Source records
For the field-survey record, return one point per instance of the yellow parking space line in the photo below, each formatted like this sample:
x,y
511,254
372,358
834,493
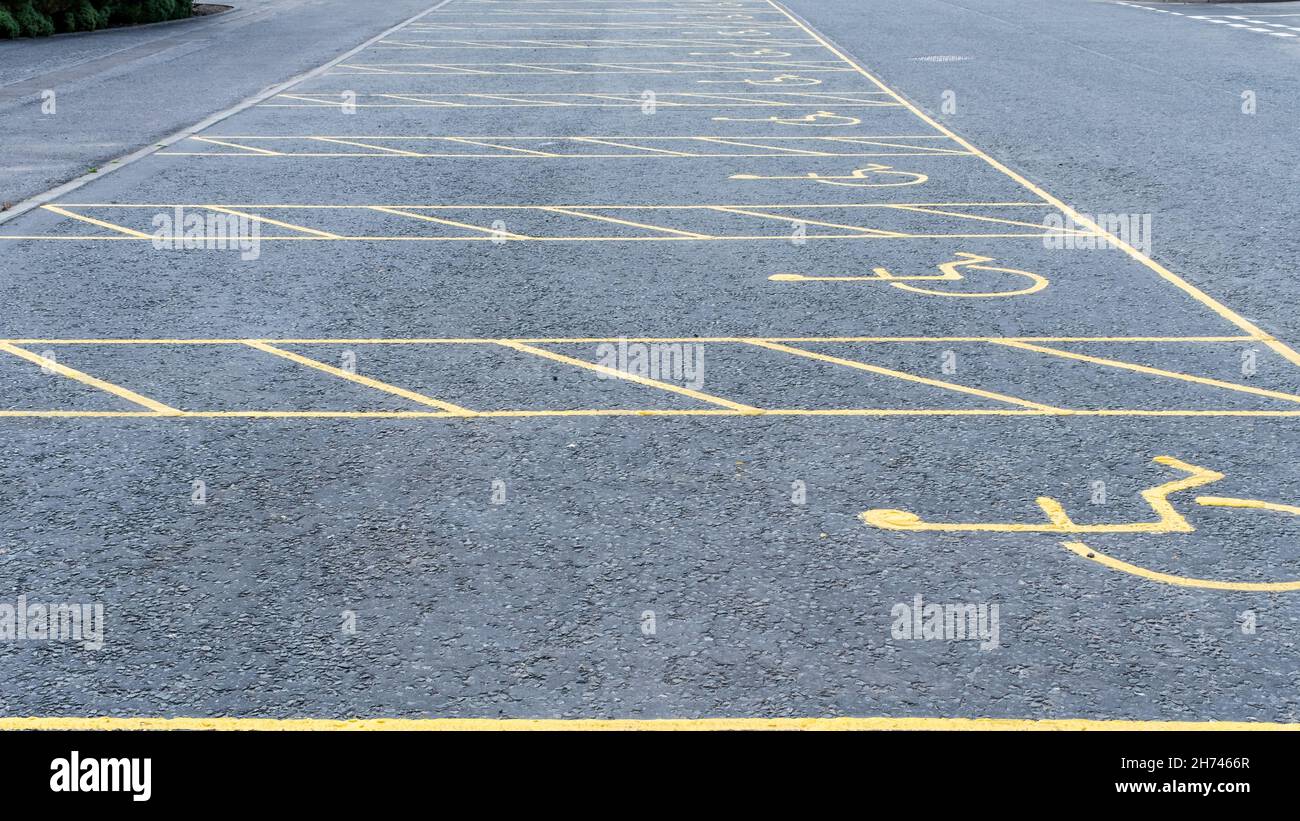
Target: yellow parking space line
x,y
631,377
1079,218
797,151
921,209
102,224
85,378
661,412
243,214
666,151
442,221
807,724
229,144
926,150
628,222
800,221
524,151
410,99
901,374
334,139
1157,372
358,378
597,339
1079,548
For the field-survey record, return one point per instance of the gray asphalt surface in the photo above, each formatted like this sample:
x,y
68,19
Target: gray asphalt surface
x,y
762,607
117,90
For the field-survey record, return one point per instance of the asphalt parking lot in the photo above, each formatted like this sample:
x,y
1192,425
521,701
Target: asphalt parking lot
x,y
638,359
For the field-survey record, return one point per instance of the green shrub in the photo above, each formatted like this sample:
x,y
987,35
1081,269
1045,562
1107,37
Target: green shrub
x,y
43,17
31,22
8,25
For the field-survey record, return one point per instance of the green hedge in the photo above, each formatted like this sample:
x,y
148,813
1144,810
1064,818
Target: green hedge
x,y
38,18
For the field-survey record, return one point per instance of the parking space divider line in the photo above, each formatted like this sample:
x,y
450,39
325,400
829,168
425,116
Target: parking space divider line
x,y
85,378
905,376
629,377
628,222
442,221
269,221
358,378
1157,372
102,224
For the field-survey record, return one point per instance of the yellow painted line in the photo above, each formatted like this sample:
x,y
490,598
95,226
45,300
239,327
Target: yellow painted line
x,y
116,390
525,151
1253,504
783,238
109,415
926,150
1156,372
440,220
428,103
534,207
1168,578
358,378
908,377
882,722
983,218
102,224
858,229
627,222
1199,295
586,339
666,151
397,151
229,144
650,412
631,377
797,151
269,221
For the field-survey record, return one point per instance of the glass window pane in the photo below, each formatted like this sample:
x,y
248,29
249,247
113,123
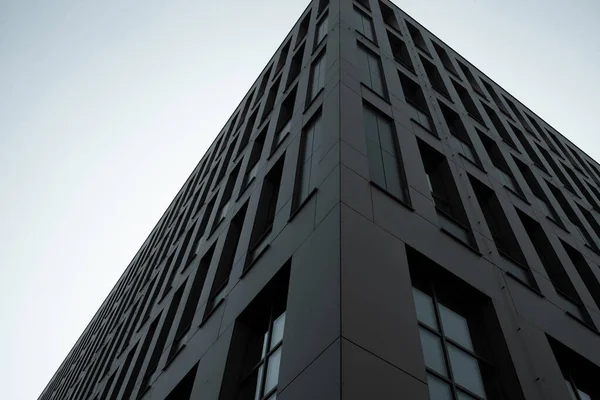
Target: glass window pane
x,y
392,175
432,351
456,327
375,163
273,370
278,326
570,387
258,392
386,135
425,310
466,371
438,389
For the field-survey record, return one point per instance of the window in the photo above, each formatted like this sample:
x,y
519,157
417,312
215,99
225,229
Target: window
x,y
307,161
370,69
183,390
383,154
226,261
226,200
400,51
265,214
364,25
538,192
417,37
467,101
500,128
471,78
567,298
254,358
296,66
317,77
322,28
189,310
271,100
435,79
453,366
495,97
501,232
446,198
413,94
446,61
580,374
284,121
389,17
502,170
253,162
263,85
303,29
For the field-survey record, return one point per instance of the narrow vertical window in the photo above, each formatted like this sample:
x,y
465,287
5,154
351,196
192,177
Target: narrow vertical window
x,y
226,261
383,153
322,28
317,77
370,68
307,161
364,25
265,214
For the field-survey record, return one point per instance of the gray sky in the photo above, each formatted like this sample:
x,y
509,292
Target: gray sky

**Task requirements**
Count the lines of the data that hold the word "below". Report the count and nothing more.

**Solved exercise**
2